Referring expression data

▼

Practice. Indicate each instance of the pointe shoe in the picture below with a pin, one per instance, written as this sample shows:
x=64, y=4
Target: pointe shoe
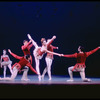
x=39, y=77
x=70, y=80
x=25, y=79
x=87, y=80
x=42, y=77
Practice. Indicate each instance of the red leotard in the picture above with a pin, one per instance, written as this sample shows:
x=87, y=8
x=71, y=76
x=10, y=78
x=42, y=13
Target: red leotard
x=23, y=62
x=51, y=48
x=26, y=49
x=81, y=57
x=39, y=50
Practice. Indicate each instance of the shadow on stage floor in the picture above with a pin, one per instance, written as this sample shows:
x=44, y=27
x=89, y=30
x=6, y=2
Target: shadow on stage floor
x=57, y=88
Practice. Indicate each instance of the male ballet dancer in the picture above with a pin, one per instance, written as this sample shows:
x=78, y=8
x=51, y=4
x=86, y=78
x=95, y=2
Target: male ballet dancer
x=49, y=59
x=5, y=61
x=38, y=52
x=80, y=65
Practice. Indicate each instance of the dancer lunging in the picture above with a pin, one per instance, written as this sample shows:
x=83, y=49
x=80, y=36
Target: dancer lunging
x=26, y=50
x=24, y=61
x=49, y=59
x=80, y=65
x=5, y=61
x=39, y=51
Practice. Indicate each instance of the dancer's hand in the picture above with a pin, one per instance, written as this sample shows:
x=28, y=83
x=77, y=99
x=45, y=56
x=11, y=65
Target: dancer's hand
x=29, y=36
x=62, y=55
x=54, y=37
x=9, y=50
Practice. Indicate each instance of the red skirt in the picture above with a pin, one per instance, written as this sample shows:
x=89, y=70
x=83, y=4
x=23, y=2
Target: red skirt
x=79, y=65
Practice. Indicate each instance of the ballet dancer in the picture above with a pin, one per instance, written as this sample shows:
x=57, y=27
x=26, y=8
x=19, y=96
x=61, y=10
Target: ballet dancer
x=80, y=65
x=38, y=52
x=49, y=59
x=26, y=50
x=5, y=61
x=17, y=67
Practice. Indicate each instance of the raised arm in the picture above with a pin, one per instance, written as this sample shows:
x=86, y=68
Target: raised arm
x=54, y=47
x=92, y=51
x=53, y=53
x=32, y=69
x=70, y=56
x=50, y=41
x=33, y=42
x=14, y=55
x=1, y=58
x=25, y=46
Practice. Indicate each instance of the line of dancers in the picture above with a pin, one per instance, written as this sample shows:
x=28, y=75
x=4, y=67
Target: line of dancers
x=25, y=61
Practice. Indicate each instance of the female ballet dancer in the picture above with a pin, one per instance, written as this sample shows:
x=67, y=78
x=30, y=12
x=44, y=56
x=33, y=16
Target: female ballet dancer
x=38, y=52
x=24, y=61
x=5, y=61
x=49, y=59
x=80, y=65
x=26, y=50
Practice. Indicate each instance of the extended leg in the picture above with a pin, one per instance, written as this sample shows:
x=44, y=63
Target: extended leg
x=70, y=73
x=25, y=72
x=82, y=74
x=9, y=66
x=37, y=68
x=49, y=67
x=4, y=71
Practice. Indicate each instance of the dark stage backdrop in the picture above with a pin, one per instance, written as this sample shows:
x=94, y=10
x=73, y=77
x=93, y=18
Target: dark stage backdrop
x=74, y=24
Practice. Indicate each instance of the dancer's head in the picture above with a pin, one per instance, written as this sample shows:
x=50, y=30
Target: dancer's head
x=4, y=51
x=43, y=41
x=48, y=40
x=81, y=49
x=25, y=42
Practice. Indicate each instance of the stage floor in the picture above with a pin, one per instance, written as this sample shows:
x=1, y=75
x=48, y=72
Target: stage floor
x=62, y=80
x=57, y=88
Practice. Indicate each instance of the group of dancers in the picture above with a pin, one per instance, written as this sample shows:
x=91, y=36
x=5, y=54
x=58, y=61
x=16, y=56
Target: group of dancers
x=25, y=62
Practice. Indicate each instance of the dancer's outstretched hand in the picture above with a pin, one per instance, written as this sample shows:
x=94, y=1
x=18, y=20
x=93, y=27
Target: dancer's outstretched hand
x=9, y=50
x=29, y=36
x=62, y=55
x=54, y=37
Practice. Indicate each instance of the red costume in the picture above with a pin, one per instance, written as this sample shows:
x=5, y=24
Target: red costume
x=23, y=62
x=26, y=49
x=40, y=53
x=51, y=48
x=5, y=58
x=81, y=58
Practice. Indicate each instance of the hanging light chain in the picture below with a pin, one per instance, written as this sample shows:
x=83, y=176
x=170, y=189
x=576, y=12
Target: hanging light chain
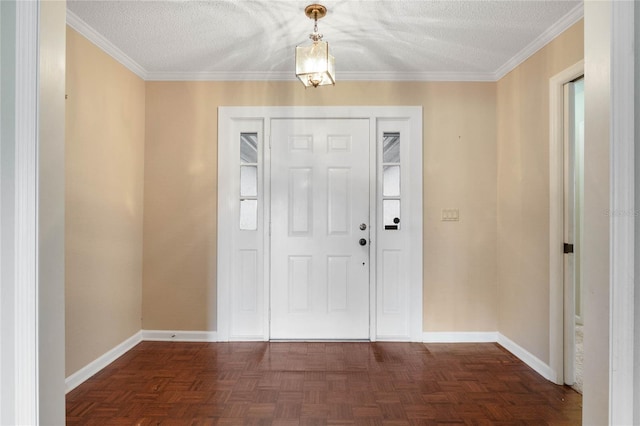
x=315, y=35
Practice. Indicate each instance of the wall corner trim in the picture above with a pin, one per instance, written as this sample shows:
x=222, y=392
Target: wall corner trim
x=80, y=376
x=527, y=357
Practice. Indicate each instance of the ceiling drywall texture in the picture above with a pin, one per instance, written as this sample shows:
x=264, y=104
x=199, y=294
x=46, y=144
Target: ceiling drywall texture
x=383, y=39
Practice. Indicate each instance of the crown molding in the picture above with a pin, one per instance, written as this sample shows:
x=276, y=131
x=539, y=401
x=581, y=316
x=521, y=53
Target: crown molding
x=344, y=76
x=109, y=48
x=552, y=32
x=542, y=40
x=220, y=76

▲

▶ _Task brief_: Return each line of the data where the word "below" appears.

▶ _Response to this task_:
Practice. Indicate each instance of the pointe shoe in the picture below with a pin, one per instance, written as this sample shows:
Practice. Indicate each instance of the hanging light chain in the picture below with a pin, one per instance, written as this sample shows:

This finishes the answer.